-- SUPPLIED RECORDS follows --
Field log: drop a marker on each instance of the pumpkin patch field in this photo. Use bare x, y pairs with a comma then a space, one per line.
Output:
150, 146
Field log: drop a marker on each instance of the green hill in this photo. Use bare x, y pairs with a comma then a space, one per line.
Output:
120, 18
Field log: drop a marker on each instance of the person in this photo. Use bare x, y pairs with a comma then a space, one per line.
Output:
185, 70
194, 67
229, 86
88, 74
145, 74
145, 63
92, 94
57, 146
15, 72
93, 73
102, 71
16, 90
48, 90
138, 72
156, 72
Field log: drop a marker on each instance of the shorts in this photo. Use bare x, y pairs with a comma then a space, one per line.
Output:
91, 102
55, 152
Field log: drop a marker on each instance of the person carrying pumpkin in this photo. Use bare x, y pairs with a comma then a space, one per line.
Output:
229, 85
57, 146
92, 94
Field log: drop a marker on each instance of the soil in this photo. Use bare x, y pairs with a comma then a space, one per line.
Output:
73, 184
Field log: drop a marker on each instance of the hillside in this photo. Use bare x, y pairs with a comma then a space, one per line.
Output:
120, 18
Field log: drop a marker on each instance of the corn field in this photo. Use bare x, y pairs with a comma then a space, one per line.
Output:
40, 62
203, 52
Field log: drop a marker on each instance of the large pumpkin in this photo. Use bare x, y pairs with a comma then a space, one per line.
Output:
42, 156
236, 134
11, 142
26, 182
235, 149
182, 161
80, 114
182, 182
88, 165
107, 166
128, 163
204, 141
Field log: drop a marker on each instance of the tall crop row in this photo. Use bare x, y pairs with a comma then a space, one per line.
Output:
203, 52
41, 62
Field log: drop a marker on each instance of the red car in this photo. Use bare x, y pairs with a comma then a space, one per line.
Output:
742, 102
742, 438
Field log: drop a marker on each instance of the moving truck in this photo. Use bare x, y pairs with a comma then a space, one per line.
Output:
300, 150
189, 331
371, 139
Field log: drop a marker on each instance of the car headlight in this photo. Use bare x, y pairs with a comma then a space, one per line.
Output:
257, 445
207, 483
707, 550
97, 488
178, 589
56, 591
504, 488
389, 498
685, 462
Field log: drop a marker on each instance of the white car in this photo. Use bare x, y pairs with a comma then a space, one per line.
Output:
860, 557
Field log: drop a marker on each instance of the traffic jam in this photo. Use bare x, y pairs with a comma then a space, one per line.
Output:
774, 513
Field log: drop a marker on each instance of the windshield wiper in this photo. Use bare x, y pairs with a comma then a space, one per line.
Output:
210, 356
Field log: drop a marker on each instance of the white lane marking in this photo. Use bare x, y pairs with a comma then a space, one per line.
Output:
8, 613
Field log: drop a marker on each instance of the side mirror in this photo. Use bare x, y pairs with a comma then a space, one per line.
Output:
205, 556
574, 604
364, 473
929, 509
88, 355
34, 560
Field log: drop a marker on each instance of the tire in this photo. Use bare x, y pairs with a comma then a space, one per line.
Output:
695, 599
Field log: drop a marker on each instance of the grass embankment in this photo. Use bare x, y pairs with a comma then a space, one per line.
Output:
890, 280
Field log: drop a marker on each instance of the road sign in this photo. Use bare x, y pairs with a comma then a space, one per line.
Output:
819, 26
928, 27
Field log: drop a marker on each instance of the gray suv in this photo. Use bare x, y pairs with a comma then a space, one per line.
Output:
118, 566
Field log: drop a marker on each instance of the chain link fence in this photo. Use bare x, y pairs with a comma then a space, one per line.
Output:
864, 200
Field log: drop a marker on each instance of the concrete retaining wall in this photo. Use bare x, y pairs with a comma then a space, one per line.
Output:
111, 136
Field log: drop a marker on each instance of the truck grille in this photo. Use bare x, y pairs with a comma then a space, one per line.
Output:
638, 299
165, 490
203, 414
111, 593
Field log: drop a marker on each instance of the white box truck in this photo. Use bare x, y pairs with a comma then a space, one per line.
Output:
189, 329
-- SUPPLIED RECORDS concluded --
WORK REQUIRED: Give the entries again, every one of them exactly.

EXERCISE OUTPUT:
Field log: drop a marker on each instance of the pumpkin patch field in this photo. Use bare x, y pairs with a comma then a space, one per line.
Output:
150, 146
Field log: drop a marker on each instance of the green hill in this photo. Use bare x, y pairs with a comma then a space, one per line.
Output:
120, 18
Field log: drop a marker on each instance of the person in this photo. Use bare x, y pairs with a comma then a space, one per line.
Output:
185, 70
194, 67
229, 86
88, 74
145, 74
145, 63
92, 94
57, 146
15, 72
93, 73
102, 71
16, 90
48, 90
138, 72
156, 72
Field log: drop a marker on each instance of the shorts in this photo. Use bare x, y pairs with a comma then a space, one per line.
Output:
91, 102
55, 152
Field log: drop a marker on each instance of the person carrying pumpkin in this photo. Use bare x, y pairs with a comma then a space, one per line.
Output:
229, 85
57, 146
92, 94
Field log: drop a marker on each instance of the soil in this photo. Use bare x, y pairs with a comma then a space, one per line.
Output:
73, 184
Field log: drop a marker on each instance of the hillside in this photo. Use bare x, y pairs with a comma then a space, one per line.
Output:
120, 18
Field log: drop a marker on each instance of the corn field in this photo. Use bare x, y pairs with a comma then a space, one per line.
Output:
40, 62
203, 52
Field log: drop a marker on each instance of the large pumpkin in this photo. Use bare x, y pairs with a comma then a space, one per line.
Output:
42, 156
236, 134
11, 142
26, 182
235, 149
182, 161
80, 114
182, 182
88, 165
107, 166
128, 163
204, 141
Field log: drop a marker on each instance of the tall crop row in this photo. Use bare x, y pairs with a comma then a space, one per line.
Output:
203, 52
41, 62
Field log: drop a marker on each instance of the red car in this photo. Use bare x, y pairs with a comma then a space, one per line.
Output:
742, 102
742, 438
Field log: drop a marker on each instance of the moving truck in this photo. Use bare x, y pairs with a comma then a space, one per line.
Output:
300, 150
189, 331
371, 139
Field log: drop a marker on each instance of the car headlight in this photo. Use bare x, y pairs with a comma then a space, one per line.
Output:
257, 445
207, 483
707, 550
97, 488
178, 589
56, 591
504, 488
389, 498
685, 462
Field log: drop a marker on each instance of the white car in this photo. Use bare x, y pairs with a comma then a space, one per line.
Output:
860, 557
Field log: drop a marker on each instance of the traffic jam in this photo. Use bare x, y pairs with a comma then a space, one per line.
Output:
774, 513
Field log: drop a marker on each instance of the windshield wiper in this photo. Use bare x, y pairs with a comma then a space, one per line.
Output:
210, 356
Field log: drop a marker on each instance of the white lane marking in this photo. Use bare x, y pairs with a comma then a space, one per line.
Output:
8, 613
Field log: drop a marker on each instance of the side mirror in this photo. Use bare x, y pairs with a comma then a space, one per line.
Output:
205, 556
574, 604
364, 473
929, 509
88, 355
34, 560
Field log: drop a marker on each instance of the tire in this photo. Use bare x, y pairs with a comma then a space, one per line.
Output:
695, 599
Field log: drop a marker on each instance of the grass embankment in this photo. Use bare x, y pairs with a comma then a space, one per line.
Output:
890, 280
Field log: drop a marker on each instance of the road sign in this photo. Use bare x, y pairs with a comma then a space, one per line.
Output:
819, 26
928, 27
Field log: drop a marker on each instance of the gray suv in this photo. Use bare x, y pairs with a comma then a space, one per line.
Output:
118, 566
Field log: drop a marker on each instance of the chain link fence in this photo. Use bare x, y pairs with a comma then a space, one per line.
Output:
864, 200
Field log: drop a marker on each instance of the concrete retaining wall in this photo. Use bare x, y pairs with a comma then a space, one per line.
Output:
111, 136
Field log: drop a marker on each instance of the truck grille in this photo. Use bare x, y pairs with a comma then a space, one per line.
Output:
638, 299
165, 490
203, 414
111, 593
Field log: drop a marker on each instance of the white box truck in this photo. Use bare x, y pairs with a comma then a space, one per line.
Output:
189, 329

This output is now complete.